### Description of the task
Using the passage on the 2000 Washington superintendent of public instruction election, decide whether each statement agrees with it: (a) The election was held alongside the 2000 U.S. presidential election. (b) Terry Bergeson beat one opponent in the general election. (c) The primary took place on September 19. For each, answer yes or no and quote the deciding words from the passage.

### Given passage
━━━━━━━━━━━━━━━━━━━━━━━━━━━━━━
2000 Washington Superintendent of Public Instruction election
| Nominee | Terry Bergeson |  |  |
| Party | Independent |  |
| Popular vote | 1,653,830 |  |
| Percentage | 100.00% |  |
- Bergeson: 100%
| Superintendent of Public Instruction before election Terry Bergeson Independent | Elected Superintendent of Public Instruction Terry Bergeson Independent |

= 2000 Washington Superintendent of Public Instruction election =

The 2000 Washington Superintendent of Public Instruction election was held on November 7, 2000, to elect the superintendent of public instruction of Washington, concurrently with the 2000 U.S. presidential election, as well as elections to the U.S. Senate and various state and local elections, including for U.S. House and governor of Washington. Incumbent superintendent of public instruction Terry Bergeson was re-elected to a second term unopposed.

== Primary election ==
Due to the nonpartisan nature of the office, there was a nonpartisan primary in which all candidates were listed on the same ballot, with the top two advancing to the general election if no candidate received a majority of the vote in the primary. The primary election was held on September 19.
━━━━━━━━━━━━━━━━━━━━━━━━━━━━━━
### Data extract
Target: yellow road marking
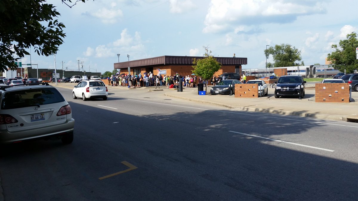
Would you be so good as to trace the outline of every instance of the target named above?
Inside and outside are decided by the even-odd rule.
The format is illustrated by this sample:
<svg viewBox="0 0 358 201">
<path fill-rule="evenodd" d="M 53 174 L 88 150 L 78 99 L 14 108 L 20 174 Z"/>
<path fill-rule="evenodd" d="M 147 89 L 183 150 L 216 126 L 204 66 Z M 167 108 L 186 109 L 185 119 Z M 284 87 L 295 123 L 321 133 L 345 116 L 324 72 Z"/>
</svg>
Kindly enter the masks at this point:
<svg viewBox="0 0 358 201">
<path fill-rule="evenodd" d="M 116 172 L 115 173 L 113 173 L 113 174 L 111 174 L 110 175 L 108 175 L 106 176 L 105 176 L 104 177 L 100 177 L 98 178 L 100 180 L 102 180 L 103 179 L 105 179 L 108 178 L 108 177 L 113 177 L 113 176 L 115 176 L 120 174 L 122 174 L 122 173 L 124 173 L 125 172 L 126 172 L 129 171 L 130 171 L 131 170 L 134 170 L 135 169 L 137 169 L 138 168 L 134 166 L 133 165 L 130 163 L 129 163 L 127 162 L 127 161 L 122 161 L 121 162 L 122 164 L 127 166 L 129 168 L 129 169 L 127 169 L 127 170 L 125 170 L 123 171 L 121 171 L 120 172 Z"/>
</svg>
━━━━━━━━━━━━━━━━━━━━━━━━━━━━━━
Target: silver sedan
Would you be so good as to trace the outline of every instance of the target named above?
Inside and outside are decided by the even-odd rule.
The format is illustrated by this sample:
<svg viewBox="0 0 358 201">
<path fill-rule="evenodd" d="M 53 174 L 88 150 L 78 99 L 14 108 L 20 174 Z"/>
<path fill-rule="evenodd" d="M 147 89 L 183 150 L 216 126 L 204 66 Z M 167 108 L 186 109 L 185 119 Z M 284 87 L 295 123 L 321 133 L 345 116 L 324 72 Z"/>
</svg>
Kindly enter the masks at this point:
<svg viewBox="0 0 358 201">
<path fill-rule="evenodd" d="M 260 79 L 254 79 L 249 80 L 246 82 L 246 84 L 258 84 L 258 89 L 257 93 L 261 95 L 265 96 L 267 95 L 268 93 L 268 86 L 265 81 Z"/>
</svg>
━━━━━━━━━━━━━━━━━━━━━━━━━━━━━━
### Result of this task
(a) Yes: "concurrently with the 2000 U.S. presidential election"
(b) No: "was re-elected to a second term unopposed"
(c) Yes: "The primary election was held on September 19."